__Data provided__
•••••

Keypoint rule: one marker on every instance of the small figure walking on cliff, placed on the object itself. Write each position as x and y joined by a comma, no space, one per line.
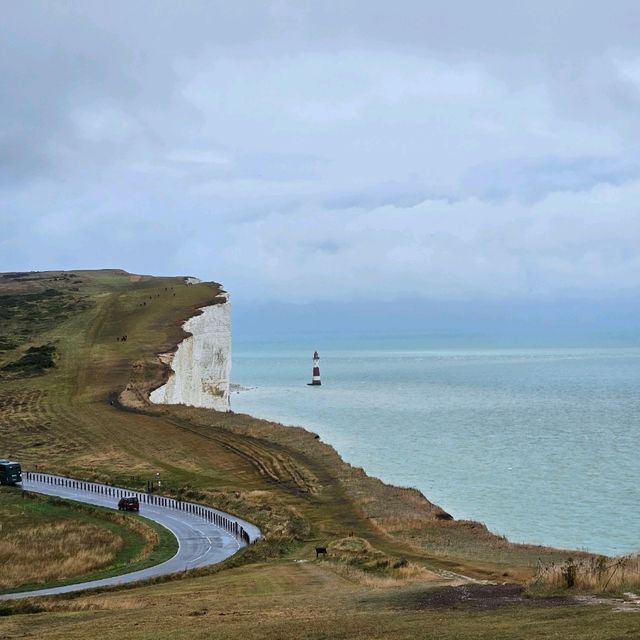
315,376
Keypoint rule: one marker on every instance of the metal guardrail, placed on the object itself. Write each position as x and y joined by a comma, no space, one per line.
208,514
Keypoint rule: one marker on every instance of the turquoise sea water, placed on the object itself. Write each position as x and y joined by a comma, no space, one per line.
539,443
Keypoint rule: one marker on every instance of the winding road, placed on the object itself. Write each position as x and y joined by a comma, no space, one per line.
205,535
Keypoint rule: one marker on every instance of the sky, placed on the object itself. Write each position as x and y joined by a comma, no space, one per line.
335,153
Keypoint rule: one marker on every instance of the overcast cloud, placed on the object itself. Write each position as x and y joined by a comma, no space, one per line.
327,150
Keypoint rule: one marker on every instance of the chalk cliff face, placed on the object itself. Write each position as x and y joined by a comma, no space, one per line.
201,366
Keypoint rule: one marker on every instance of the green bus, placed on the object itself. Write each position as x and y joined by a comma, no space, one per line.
10,472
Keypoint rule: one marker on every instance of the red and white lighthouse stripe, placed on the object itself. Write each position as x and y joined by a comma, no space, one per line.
315,376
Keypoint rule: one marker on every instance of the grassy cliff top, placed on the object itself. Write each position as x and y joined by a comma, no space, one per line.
78,405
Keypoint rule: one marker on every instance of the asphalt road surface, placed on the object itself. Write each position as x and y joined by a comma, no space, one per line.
205,535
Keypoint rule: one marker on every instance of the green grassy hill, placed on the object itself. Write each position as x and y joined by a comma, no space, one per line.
73,400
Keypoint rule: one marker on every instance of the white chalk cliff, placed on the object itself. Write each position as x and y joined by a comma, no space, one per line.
201,366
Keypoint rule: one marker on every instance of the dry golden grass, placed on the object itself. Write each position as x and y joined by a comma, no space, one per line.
596,574
286,480
55,551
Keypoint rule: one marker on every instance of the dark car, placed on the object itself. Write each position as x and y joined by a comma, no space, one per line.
129,503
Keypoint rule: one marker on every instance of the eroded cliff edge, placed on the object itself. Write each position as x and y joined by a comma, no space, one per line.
201,365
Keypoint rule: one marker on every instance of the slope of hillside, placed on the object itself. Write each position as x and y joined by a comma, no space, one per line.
89,416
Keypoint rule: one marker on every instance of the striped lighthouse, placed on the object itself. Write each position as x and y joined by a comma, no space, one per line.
315,376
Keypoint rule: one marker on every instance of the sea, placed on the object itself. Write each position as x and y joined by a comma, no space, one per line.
538,441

•••••

__Problem to solve__
The copy you produce must hold all the records above exactly and none of their pictures.

__Exercise answer__
Keypoint rule: one marker on every instance of the small figure walking on cliff, placed on the object itself. Write each position as x and y joined by a comma, no space, one per line.
315,376
Keypoint rule: one marker on every instance of the metal guardrail, placed on the object itself. Write each position as x and y joined by a comma, no space, one per line.
208,514
Keypoint rule: one marker on every instance of the turquoise sea water, placed on the object itself. Write each position as x and y joined by a comma, no space, one per line.
539,443
Keypoint rule: one marker on every instance of the winding road, placed on the object itself. Write each position as x and y joined by a comma, no space, one per line.
205,535
Keypoint rule: one marker on every instance of the sky, placed on the object itself. Write each position as x and y joined by a comma, no space, one per line.
335,153
Keypoint rule: one marker on every instance of the overcast cloud, placed on the object itself. Write each position as x and y joined by a comma, no space, one per line.
327,150
Keypoint rule: one marker on every instance of the chalk cliff face, placed on the object itself. Write each position as x and y joined by a comma, no space, one per line.
201,366
Keypoint rule: one marker on every instance of the green bus, placed on the object itself. Write each position as x and y joined by a comma, no space, one per line.
10,472
Keypoint rule: one marker on every instance of the red and white lighthouse stripe, placed on the object itself. Write each position as x and y joined by a comma, no space, one per line.
315,376
Keypoint rule: one marker on every instance of the grassy cliff top, placed on the object itself. Write each position as x and y joined by a comma, no space, one per line.
78,405
Keypoint rule: one marker on every instance of the asphalt road surface, placed on the object itself. Write each position as x and y joined by a comma, no space, one per line.
205,535
Keypoint rule: one marker on every instance of the green grassy hill, placed on the object itself. Write each position as x and y joined by a comma, no space, one per line.
73,400
Keypoint rule: one marker on every instance of the white chalk cliff, placed on the object itself. Write each position as x and y joined by a comma, no space, one per line.
201,366
Keypoint rule: one marker on every instance of the dry golden grass, placed on the object itself. Write each position as x and y joined by a comma, no space, one per line.
596,574
286,480
55,551
Keypoint rule: one marker on every instance of the dark car, placed on the object itself. Write each position as x and y joined by a comma, no space, one per line.
129,503
Keypoint rule: one marker on every instance of the eroded cliff edge, placed on the object itself. Write each position as x and y joined by a comma, no space, one per line.
201,365
Keypoint rule: one marker on every instance of the slope of hillside, placed on the object itself. Write each position as x and y joined by a comma, no space, one per line.
89,416
Keypoint rule: one marker on every instance of the striped lighthouse, placed on the object itself. Write each position as x and y joined by a comma, no space, one per line.
315,376
Keypoint rule: one marker on every instance of the sea, placed on the object itself. Write each position as x and y joined by a comma, no space, one per line.
538,441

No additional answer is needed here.